Supplied material
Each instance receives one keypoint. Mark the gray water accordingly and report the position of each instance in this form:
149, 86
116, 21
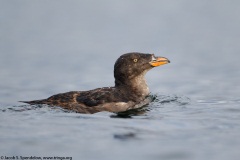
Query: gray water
49, 47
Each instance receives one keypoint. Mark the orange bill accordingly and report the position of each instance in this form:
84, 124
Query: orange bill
159, 61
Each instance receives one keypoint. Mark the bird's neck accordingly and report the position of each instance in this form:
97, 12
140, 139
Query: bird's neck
137, 85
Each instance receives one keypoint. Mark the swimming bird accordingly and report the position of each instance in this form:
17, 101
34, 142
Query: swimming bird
130, 91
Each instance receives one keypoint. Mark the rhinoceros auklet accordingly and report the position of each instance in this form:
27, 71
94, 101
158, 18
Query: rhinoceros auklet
130, 90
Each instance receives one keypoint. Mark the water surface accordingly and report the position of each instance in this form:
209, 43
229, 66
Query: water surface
49, 47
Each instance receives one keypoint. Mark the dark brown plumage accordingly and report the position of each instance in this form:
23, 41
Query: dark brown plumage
130, 90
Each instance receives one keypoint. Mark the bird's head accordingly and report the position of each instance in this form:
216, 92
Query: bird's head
131, 65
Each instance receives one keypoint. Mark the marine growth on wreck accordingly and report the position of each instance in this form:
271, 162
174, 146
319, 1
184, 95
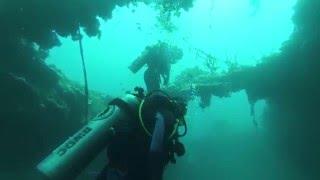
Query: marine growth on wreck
221, 76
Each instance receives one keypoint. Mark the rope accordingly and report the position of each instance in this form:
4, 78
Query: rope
86, 91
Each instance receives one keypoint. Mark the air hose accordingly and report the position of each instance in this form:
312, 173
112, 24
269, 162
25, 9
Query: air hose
84, 70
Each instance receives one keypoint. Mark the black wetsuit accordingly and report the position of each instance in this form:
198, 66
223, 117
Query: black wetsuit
140, 156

Task prompt
Rewrite all the entries, replacing "keypoint" with "marker" wherever it occurs and changing nothing else. Omit the pictures from your version.

Full answer
Each instance receives one marker. Mark the gray water accordingly and report the position of each instance in this form:
149, 86
116, 21
Query: gray water
49, 47
Each instance receives one marker. Mark the orange bill accordingly and report the position of each instance in this form:
84, 124
Query: orange bill
159, 61
Each instance receives one marker. Mark the bird's neck accordingly and report the position of each instance in this form:
97, 12
140, 139
Query: bird's neck
137, 85
Each instance receives one marker. Mark the swimming bird accordingly and report the position of each instance in this form:
17, 101
34, 142
Query: swimming bird
130, 91
Each instance receives one marker. Mark the rhinoceros auklet accordingly and report the position of each instance in this form:
27, 71
94, 101
158, 18
Query: rhinoceros auklet
130, 90
Each instance receives one marker. Mark the water surface accordingly and report the position of each instance in this form:
209, 43
229, 66
Query: water surface
49, 47
Each instance receives one marker. Mark the dark brown plumage accordingly and report the position of each instance in this form:
23, 41
Query: dark brown plumage
130, 90
Each instance receives one marker. Mark the bird's head accordingly and report the position of each instance in this form:
216, 92
Query: bird's head
131, 65
Each instance receives one marker. Mark the marine growth on wreck accordingly and report the position of each instance in this form:
271, 162
174, 146
319, 1
184, 95
Query: marine growth on wreck
221, 76
Each instance receives one marker. Mark the rope accordingly and report the position of each instance in this form:
4, 78
Query: rope
86, 91
Each instance receives one marker. Mark the air hose accordingly and report the position of each instance in this form:
312, 173
112, 24
269, 162
25, 9
Query: air hose
84, 70
Each instance receives one marker. Mark the black wetsuit accordingly and report the position of each instance in this form:
198, 66
223, 117
Query: black wetsuit
140, 156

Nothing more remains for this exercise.